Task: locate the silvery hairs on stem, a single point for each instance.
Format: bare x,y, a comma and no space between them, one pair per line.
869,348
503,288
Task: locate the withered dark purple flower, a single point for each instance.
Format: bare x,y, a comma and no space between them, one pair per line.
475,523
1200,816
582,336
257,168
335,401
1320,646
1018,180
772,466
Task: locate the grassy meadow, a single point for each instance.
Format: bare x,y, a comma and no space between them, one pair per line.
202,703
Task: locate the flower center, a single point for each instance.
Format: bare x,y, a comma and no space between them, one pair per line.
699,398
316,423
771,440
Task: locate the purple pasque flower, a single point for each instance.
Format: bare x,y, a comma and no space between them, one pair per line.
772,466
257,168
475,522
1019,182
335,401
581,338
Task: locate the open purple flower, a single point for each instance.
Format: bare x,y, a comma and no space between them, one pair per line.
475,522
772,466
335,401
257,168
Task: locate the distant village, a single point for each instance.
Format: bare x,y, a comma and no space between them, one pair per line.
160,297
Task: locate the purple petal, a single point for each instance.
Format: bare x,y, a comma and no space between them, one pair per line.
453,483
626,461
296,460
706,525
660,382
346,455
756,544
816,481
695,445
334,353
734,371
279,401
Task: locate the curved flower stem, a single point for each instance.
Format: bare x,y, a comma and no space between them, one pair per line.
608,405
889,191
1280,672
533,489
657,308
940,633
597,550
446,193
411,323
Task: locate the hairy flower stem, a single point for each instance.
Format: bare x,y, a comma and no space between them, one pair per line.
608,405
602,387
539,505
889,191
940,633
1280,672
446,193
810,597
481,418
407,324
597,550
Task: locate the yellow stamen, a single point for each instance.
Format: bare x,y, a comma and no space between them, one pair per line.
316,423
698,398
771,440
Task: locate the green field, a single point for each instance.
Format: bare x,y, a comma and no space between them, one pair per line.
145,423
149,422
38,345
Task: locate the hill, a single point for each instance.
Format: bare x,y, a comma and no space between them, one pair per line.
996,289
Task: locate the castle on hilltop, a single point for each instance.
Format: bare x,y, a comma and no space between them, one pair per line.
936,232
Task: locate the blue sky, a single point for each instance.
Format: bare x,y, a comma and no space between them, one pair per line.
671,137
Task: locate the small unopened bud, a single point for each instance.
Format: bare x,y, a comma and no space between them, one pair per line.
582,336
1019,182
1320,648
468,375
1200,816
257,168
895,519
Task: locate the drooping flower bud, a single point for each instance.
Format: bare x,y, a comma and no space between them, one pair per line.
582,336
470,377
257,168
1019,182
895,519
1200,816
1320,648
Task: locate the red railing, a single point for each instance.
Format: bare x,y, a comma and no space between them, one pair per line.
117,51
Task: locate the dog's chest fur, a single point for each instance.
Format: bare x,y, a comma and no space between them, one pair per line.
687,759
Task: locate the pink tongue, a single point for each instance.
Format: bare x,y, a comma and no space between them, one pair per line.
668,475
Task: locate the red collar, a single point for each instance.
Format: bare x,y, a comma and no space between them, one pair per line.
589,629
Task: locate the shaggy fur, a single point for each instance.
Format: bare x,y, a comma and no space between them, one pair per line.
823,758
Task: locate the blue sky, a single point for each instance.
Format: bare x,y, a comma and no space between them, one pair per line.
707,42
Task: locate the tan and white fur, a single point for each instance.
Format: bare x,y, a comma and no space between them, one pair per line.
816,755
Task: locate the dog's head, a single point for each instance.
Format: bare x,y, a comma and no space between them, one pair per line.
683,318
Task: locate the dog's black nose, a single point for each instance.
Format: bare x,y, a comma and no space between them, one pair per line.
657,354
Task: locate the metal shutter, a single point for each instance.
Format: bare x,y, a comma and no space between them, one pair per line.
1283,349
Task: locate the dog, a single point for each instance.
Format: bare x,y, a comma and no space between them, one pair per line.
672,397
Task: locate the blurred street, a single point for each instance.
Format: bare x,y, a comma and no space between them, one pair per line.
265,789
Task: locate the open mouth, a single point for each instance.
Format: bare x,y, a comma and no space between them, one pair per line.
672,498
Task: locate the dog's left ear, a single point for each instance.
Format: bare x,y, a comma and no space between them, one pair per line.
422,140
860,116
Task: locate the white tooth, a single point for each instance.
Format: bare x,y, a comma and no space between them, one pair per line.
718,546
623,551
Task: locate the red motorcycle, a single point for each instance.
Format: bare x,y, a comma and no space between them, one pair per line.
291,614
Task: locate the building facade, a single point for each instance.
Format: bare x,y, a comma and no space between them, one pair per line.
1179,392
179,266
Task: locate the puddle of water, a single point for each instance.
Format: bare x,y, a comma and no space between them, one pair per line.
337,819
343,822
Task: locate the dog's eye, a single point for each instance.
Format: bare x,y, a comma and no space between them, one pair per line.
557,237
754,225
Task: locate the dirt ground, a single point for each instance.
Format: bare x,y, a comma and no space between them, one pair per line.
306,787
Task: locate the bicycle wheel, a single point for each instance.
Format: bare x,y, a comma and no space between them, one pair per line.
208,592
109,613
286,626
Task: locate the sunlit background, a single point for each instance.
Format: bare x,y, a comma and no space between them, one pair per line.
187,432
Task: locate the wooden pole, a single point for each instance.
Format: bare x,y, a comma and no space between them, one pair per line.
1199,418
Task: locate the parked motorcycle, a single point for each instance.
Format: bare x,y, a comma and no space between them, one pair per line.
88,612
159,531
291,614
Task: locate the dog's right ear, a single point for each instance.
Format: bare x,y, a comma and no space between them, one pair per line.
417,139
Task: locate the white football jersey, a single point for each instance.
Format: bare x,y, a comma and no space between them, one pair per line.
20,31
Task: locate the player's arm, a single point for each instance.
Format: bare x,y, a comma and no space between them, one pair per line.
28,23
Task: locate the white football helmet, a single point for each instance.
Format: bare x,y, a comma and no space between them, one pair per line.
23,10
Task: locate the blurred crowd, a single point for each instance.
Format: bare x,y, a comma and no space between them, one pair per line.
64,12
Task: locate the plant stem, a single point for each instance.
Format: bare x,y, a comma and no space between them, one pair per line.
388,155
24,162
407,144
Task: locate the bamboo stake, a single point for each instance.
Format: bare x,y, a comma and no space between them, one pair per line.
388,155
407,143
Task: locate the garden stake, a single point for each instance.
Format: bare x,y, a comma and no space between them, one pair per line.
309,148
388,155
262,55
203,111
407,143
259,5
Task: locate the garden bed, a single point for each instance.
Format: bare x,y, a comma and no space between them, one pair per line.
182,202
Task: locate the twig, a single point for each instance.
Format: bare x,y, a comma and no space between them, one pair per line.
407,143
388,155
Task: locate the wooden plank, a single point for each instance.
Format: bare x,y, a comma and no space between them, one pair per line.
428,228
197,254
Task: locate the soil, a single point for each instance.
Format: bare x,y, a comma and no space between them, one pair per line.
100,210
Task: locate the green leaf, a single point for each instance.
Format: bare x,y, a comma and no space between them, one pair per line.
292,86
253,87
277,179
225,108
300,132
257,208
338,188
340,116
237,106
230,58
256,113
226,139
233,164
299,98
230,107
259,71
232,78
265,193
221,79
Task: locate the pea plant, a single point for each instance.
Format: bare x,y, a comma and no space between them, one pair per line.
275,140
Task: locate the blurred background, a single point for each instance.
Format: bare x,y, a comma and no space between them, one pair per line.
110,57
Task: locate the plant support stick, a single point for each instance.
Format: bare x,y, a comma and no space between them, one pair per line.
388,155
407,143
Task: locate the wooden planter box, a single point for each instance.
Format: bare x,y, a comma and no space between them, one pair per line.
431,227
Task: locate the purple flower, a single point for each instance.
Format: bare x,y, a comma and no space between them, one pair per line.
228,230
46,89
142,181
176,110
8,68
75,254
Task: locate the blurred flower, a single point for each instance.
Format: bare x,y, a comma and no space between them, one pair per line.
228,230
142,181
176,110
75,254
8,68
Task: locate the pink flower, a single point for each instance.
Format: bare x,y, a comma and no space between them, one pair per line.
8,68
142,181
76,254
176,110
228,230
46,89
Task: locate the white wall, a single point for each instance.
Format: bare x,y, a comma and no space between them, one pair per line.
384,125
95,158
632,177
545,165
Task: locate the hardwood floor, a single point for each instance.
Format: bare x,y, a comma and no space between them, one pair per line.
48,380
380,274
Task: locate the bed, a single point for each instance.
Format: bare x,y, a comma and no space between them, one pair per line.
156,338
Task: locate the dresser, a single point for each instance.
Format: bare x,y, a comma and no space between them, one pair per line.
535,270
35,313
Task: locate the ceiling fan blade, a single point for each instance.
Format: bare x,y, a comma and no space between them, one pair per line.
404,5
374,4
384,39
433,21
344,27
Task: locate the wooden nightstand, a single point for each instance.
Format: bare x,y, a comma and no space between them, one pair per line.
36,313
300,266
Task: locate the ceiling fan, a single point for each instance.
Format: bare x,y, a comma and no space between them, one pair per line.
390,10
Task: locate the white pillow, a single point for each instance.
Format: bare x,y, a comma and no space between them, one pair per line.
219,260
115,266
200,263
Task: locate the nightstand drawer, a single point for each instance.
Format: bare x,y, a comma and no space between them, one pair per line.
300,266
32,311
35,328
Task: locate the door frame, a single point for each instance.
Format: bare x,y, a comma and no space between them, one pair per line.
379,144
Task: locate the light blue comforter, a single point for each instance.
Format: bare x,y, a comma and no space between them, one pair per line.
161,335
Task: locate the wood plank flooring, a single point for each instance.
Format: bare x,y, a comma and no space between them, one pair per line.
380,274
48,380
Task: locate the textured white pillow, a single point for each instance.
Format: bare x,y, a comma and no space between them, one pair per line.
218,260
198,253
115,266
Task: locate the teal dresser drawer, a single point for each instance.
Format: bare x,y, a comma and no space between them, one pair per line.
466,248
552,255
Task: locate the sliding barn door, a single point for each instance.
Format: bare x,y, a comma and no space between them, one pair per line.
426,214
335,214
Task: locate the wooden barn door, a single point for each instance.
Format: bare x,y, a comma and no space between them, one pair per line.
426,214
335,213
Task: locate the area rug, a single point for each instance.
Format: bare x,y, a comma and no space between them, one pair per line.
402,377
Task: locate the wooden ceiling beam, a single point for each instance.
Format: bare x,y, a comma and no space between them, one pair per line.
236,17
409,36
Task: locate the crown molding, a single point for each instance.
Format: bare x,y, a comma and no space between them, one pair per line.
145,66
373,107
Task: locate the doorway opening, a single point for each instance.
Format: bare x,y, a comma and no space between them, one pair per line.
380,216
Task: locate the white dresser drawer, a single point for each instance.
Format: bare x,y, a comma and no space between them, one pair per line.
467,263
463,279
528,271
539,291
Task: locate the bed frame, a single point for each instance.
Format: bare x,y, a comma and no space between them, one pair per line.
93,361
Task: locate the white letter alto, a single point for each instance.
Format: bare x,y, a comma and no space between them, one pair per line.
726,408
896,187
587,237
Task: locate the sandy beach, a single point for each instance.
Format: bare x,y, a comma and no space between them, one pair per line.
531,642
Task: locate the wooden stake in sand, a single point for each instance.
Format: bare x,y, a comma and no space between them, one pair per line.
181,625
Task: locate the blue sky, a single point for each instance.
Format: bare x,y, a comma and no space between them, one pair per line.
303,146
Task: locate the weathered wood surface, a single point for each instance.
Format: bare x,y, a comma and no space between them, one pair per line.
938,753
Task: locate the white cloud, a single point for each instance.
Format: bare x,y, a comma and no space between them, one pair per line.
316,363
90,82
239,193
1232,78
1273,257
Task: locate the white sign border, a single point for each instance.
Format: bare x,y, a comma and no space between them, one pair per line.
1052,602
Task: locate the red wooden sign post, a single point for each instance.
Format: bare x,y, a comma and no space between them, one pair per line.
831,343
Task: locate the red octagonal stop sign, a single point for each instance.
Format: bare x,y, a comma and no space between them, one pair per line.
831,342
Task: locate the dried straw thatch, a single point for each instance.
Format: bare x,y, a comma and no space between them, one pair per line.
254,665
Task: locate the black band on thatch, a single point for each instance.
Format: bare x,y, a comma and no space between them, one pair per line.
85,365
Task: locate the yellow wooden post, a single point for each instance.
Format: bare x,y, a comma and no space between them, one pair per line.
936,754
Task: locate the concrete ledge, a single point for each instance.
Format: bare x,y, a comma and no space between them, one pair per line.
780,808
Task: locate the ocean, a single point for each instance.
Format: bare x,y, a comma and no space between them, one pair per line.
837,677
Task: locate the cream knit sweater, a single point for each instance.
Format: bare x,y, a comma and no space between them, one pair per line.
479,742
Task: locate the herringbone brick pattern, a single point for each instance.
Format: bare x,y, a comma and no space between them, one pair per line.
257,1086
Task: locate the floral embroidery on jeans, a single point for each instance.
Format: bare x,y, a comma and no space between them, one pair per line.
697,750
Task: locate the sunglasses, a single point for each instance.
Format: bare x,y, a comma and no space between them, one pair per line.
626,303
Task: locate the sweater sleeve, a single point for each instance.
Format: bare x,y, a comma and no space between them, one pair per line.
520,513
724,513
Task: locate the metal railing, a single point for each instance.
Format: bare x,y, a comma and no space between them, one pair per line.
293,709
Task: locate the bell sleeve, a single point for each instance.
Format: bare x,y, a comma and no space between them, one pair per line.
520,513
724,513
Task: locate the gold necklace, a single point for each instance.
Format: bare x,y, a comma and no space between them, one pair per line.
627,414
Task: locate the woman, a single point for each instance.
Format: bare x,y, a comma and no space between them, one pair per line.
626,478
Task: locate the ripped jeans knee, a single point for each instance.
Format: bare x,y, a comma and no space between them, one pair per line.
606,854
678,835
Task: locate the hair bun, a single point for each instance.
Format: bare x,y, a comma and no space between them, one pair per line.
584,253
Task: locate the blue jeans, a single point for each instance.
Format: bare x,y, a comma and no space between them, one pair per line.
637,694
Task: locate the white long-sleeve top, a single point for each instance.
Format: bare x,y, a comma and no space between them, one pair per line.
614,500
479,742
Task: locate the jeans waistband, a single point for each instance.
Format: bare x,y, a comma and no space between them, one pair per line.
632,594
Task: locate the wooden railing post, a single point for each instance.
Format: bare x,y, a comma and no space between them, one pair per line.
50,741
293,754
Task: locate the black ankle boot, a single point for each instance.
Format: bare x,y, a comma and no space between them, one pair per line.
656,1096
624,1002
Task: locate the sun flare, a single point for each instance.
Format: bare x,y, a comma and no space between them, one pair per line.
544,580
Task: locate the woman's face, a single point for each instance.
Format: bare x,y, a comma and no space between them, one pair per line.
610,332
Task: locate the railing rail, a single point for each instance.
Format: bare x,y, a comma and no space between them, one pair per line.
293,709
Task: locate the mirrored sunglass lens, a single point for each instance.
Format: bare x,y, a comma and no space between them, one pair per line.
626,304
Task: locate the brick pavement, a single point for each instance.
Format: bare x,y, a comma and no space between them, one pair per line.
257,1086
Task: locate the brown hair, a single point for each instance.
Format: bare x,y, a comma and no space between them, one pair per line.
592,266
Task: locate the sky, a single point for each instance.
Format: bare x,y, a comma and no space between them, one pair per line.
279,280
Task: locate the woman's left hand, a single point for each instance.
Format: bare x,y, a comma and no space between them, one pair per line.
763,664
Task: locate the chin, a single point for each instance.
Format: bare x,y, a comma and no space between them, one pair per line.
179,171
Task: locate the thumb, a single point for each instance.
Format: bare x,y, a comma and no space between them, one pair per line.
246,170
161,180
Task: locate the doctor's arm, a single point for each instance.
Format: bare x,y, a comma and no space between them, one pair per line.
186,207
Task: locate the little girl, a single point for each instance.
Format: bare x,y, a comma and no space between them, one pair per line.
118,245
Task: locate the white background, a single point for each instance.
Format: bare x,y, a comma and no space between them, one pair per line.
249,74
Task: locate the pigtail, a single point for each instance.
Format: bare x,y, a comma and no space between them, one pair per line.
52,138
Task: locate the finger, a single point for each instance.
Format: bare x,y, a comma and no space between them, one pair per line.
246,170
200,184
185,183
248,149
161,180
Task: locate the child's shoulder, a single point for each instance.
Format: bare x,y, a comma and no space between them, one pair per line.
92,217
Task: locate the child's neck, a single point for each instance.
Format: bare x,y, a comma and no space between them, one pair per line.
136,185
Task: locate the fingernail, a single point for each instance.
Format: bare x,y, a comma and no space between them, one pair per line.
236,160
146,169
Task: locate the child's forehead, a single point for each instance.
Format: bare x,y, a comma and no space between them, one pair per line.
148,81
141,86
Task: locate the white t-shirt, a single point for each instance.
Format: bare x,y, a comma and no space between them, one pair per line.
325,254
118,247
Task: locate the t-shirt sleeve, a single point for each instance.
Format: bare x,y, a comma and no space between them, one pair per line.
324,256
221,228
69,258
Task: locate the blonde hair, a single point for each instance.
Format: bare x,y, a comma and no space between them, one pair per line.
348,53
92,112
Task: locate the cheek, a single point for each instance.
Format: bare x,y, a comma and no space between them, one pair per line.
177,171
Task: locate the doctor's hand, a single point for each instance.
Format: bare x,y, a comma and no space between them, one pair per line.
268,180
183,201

===

Print nothing but the lines from the line with "Task: locate the child's shoulder, a" to the last line of the records above. Both of those lines count.

Task: locate the child's shoulder, a single point for each instance.
Format: bare x,y, a comma and no space between them, one pair per line.
92,217
Task: locate the child's neck, a single point for each instance.
Format: bare x,y, a comma and no space between them, one pair per line.
136,185
Task: locate the fingernail, a single point for each instance.
Format: bare x,y, a comma and no space between them, one pair per line.
236,160
146,169
Task: locate the child's forehead, a single point for each instance.
Format: bare x,y, a comma and no space between them, one pair per line.
148,81
141,86
Task: locate the white t-shirt, a single point for each instance.
Format: bare x,y, a comma and no space between them, one pair per line.
325,254
118,247
Task: locate the t-shirt sleeve, a single point for each instance.
Format: bare x,y, a comma and no space between them, one pair per line.
324,256
221,228
69,258
Task: locate the blonde hair, a single point for each instance.
Format: bare x,y, a comma and no space between them, one pair per line.
348,53
92,112
Task: locate the cheek, a single point for each instance.
Format: bare x,y, a comma and no space between them, one pair per line.
177,171
Task: locate the doctor's hand, a single point for each instance.
Format: bare x,y, a comma and no space between them, one pair per line.
268,180
183,201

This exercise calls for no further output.